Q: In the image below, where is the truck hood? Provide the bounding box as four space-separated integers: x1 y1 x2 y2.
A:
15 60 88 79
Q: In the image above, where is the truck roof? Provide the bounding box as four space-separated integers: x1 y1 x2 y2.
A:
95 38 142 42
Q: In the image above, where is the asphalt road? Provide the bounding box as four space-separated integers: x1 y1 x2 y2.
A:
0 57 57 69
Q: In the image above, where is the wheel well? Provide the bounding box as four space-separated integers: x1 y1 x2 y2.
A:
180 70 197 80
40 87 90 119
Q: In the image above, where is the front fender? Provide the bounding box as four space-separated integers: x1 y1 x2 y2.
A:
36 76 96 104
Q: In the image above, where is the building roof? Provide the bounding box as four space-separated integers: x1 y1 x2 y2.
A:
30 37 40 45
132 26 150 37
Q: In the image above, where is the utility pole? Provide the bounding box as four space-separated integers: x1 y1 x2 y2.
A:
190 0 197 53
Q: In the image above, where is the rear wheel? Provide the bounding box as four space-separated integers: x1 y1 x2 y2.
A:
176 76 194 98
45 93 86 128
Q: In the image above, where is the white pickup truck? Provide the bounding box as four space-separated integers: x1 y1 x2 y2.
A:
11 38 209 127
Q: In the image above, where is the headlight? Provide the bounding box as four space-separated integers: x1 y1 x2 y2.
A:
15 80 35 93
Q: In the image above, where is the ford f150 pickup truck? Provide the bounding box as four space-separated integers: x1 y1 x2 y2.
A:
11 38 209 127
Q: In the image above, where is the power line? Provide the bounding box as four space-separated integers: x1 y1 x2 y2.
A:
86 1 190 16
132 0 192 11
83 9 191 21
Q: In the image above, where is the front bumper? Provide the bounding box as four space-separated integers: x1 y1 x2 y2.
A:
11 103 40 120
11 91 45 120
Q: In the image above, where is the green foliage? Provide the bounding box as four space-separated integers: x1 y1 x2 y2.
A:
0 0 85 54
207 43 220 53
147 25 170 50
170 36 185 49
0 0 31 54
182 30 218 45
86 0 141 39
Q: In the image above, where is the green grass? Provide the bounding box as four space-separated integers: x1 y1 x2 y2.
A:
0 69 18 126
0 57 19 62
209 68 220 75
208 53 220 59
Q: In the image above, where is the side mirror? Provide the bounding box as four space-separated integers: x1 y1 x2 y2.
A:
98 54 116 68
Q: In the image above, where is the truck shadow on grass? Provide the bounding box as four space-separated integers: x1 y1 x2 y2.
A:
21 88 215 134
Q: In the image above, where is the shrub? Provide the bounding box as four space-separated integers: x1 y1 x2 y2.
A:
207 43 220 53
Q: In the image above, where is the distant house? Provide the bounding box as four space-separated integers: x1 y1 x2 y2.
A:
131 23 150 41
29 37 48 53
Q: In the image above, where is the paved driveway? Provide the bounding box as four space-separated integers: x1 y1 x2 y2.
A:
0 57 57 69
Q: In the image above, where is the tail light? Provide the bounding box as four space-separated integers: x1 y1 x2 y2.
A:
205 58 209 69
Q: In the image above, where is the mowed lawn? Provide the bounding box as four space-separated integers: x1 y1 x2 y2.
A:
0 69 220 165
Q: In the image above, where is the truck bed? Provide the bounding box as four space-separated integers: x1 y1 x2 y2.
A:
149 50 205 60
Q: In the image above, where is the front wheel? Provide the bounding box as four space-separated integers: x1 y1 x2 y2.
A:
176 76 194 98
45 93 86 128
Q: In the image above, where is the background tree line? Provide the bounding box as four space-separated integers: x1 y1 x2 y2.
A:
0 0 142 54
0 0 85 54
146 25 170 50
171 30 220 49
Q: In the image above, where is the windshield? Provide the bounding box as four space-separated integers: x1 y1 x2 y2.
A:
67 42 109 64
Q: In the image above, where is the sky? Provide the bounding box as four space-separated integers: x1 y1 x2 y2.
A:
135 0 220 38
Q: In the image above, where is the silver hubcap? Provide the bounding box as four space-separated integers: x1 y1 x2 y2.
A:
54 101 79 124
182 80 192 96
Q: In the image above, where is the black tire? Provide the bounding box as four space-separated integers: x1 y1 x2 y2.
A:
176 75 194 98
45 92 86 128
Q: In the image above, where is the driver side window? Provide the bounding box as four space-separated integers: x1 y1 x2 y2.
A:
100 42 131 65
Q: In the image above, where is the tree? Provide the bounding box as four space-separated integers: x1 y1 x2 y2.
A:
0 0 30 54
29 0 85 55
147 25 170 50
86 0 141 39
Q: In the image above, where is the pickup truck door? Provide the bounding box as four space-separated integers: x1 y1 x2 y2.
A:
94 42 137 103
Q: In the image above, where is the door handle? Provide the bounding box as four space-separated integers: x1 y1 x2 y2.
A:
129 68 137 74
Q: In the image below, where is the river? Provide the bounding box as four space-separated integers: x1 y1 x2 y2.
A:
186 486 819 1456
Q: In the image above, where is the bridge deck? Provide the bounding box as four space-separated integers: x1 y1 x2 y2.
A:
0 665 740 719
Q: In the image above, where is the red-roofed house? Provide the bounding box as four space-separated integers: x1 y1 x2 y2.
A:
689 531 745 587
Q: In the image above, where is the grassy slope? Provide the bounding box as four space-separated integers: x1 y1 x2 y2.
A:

Exercise prompt:
Rewrite all of the material above as a JSON list of strings, with one string for each line and blank lines omitted.

Answer for the task:
[
  "Q: In the image below, where is the truck hood? Provide the bounding box as four space-separated integers: x1 y1 x2 y2.",
  "A:",
  "15 60 88 79",
  "Q: In the image above, where is the truck roof? Provide the bounding box as four space-separated integers: x1 y1 x2 y2.",
  "A:",
  "95 38 142 42",
  "Q: In the image above, where is the asphalt road? Provide the bounding box as four space-separated integers: x1 y1 x2 y2.",
  "A:",
  "0 57 57 69",
  "Q: In the image above, where is the wheel well? Provide the bounding box as four space-separated integers: x1 y1 x2 y2.",
  "A:",
  "180 70 197 80",
  "40 87 90 119",
  "Q: In the image above, where is the front fender? Provide the bounding box as four space-separated integers: x1 y1 x2 y2.",
  "A:",
  "36 76 96 104",
  "Q: In the image above, where is the building roof? Provide the bounding box as four space-separated integers: x1 y1 x2 y2.",
  "A:",
  "30 37 40 45",
  "132 26 150 37",
  "Q: In the image above, where is the utility pole? Provide the bounding box as four space-separated integers: x1 y1 x2 y2.",
  "A:",
  "190 0 197 53",
  "Q: In the image above, where is the rear wheel? Provide the bounding box as four space-separated integers: x1 y1 x2 y2.",
  "A:",
  "176 76 194 98",
  "45 93 86 128",
  "Q: In the image above, where is the white pickup truck? Provide the bounding box as four space-separated integers: x1 y1 x2 y2.",
  "A:",
  "11 38 209 127",
  "Q: In the image above, where is the headlight? Provide the bounding box as four space-separated integers: x1 y1 x2 y2.",
  "A:",
  "15 80 35 93",
  "Q: In the image above, where is the ford f150 pickup truck? Provide the bounding box as four space-separated integers: x1 y1 x2 y2.",
  "A:",
  "11 38 209 127",
  "Q: In the image above, where is the power line? Provide the bounding box as four space-separated integers: x1 y1 x2 y2.",
  "A:",
  "86 1 190 16",
  "132 0 192 11",
  "83 9 191 21",
  "Q: In the image above, where is the front bumper? Provide the bounding box as four space-separated integers: x1 y1 x2 y2.",
  "A:",
  "11 103 40 120",
  "11 91 45 120",
  "Q: In the image above, where is the green foliage? Provide the bounding box as four space-separated integers: x1 y1 x2 y2.",
  "A:",
  "0 0 85 54",
  "207 43 220 53",
  "147 25 170 50",
  "170 36 185 49",
  "0 0 31 54",
  "182 30 218 45",
  "86 0 141 39",
  "Q: In the image above, where is the green grass? Provide the bounding box as four space-separated integers: x1 y1 x2 y2.",
  "A:",
  "0 69 18 126",
  "0 57 19 62",
  "209 68 220 75",
  "208 53 220 59",
  "Q: In the image above, where is the side mirror? Provide the bounding box as four space-separated integers: x1 y1 x2 y2.",
  "A:",
  "98 54 116 68",
  "Q: In the image above, where is the truck shadow on grass? Provide the bounding box as four space-separated integers: x1 y1 x2 y2.",
  "A:",
  "21 88 215 134",
  "Q: In the image above, where is the shrub? Provide the bounding box as four space-separated integers: x1 y1 x2 y2.",
  "A:",
  "207 43 220 53",
  "Q: In the image above, where is the distant house? Provide the bounding box as four space-separated integers: x1 y1 x2 y2.",
  "A:",
  "131 23 150 41",
  "29 37 48 53",
  "Q: In the image above, where is the paved driveway? Provide the bounding box as four space-separated integers: x1 y1 x2 y2.",
  "A:",
  "0 57 57 69",
  "Q: In the image above, where is the tail light? Provide the bounding box as four space-separated integers: x1 y1 x2 y2.",
  "A:",
  "205 58 209 69",
  "Q: In the image above, where is the mowed lawn? Provide the bounding box as four space-separated integers: x1 y1 x2 y2.",
  "A:",
  "0 69 220 165",
  "Q: In the image above, where is the truck bed? Provide the bounding box as four space-separated integers: x1 y1 x2 y2.",
  "A:",
  "149 50 205 60",
  "Q: In the image above, where is the front wheel? Provide the bounding box as four space-separated integers: x1 y1 x2 y2.",
  "A:",
  "176 76 194 98",
  "45 93 86 128",
  "Q: In the image above, where is the background tree line? Provide the bounding box as four space-separated integers: x1 y1 x2 y2.",
  "A:",
  "0 0 142 54",
  "0 0 85 54",
  "146 25 170 50",
  "171 30 220 49",
  "Q: In the image above, where is the windshield? Provide the bounding box as four space-separated integers: x1 y1 x2 y2.",
  "A:",
  "67 42 109 64",
  "Q: In the image above, where is the sky? Provide the bounding box as four space-separated integers: x1 y1 x2 y2.",
  "A:",
  "135 0 220 38",
  "Q: In the image above, where is the silver hubcap? Provide the bounding box as four space-separated integers: x1 y1 x2 y2.",
  "A:",
  "54 101 79 124",
  "182 80 192 96",
  "Q: In the image above, where is the black tire? Provide the bounding box as four space-separated integers: x1 y1 x2 y2.",
  "A:",
  "176 75 194 98",
  "45 92 86 128",
  "Q: In the image above, where is the driver side window? Provide the bounding box as four space-separated integers: x1 y1 x2 y2.",
  "A:",
  "100 42 131 65",
  "Q: In the image above, where is the tree? Provide the bounding box as four space-separated integers: x1 y1 x2 y2.",
  "A:",
  "0 0 30 54",
  "29 0 85 55",
  "147 25 170 50",
  "86 0 141 39",
  "Q: In the image above, where is the pickup truck door? Provide the bounding box as four space-separated integers: x1 y1 x2 y2.",
  "A:",
  "94 42 137 103",
  "Q: In the image above, where is the door handle? Provide the bounding box as four space-separated integers: x1 y1 x2 y2.",
  "A:",
  "129 68 137 74",
  "Q: In the image below, where is the river? Provide the bounding box as four space-separated integers: x1 y1 x2 y2.",
  "A:",
  "186 486 819 1456",
  "Q: In the image above, where is the bridge deck? Provide the bounding box as four space-separated integers: x1 y1 x2 y2.",
  "A:",
  "0 665 740 719",
  "Q: In the image above, where is the red-roofed house? Provide the bounding box as four space-separated integers: x1 y1 x2 y2.",
  "A:",
  "689 531 745 587",
  "Q: In the image above, where is the grassy slope? Provide the bounding box as four space-separated integers: x1 y1 x2 y2.",
  "A:"
]